* _Task directions_
Please keep only the lines of the material below that contain the string "green", and copy each of them in full. Case counts when matching.

* _Exercise data_

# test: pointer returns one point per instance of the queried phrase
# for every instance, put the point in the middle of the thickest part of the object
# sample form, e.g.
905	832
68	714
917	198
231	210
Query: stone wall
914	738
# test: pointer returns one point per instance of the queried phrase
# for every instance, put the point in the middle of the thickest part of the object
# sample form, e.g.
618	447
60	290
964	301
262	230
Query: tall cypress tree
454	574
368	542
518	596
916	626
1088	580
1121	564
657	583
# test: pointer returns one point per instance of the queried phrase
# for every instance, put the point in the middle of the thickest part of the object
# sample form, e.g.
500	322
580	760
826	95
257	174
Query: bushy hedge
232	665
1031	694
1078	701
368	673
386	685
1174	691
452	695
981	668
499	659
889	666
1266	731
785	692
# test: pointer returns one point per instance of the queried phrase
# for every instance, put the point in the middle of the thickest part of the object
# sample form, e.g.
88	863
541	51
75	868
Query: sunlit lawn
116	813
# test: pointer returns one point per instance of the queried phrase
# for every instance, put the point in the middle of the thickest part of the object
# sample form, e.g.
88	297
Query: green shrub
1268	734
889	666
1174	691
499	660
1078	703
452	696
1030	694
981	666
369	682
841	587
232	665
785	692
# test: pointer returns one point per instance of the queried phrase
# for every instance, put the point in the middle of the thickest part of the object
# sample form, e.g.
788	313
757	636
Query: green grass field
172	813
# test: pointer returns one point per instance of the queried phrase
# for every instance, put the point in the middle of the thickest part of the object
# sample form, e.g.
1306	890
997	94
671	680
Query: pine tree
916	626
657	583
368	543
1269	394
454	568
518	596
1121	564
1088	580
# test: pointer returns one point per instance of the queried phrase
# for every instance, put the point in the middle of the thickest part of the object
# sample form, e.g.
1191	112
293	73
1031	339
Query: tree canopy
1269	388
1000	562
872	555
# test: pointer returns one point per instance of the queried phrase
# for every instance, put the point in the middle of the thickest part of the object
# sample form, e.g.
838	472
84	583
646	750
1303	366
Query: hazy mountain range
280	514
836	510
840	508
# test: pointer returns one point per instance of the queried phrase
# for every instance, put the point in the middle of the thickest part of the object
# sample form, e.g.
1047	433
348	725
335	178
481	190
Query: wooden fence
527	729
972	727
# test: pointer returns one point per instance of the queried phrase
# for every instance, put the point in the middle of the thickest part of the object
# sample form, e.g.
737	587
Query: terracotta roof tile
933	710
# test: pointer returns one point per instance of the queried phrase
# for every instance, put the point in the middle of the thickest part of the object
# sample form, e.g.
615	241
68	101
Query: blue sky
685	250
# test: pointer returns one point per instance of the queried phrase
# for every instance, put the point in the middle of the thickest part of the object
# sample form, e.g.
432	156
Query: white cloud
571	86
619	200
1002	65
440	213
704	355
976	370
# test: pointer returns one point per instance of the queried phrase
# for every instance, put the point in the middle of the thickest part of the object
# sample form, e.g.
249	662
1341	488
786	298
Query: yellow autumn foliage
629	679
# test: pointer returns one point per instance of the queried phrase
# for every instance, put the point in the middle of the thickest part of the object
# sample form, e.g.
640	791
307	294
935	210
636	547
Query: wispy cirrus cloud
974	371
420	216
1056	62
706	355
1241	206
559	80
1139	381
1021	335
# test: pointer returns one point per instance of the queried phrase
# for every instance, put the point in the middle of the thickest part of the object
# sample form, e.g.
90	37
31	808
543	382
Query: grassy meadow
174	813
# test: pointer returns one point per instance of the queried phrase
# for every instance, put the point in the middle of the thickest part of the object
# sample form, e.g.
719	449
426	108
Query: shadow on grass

* _Answer to this task_
Query: green shrub
Query: green grass field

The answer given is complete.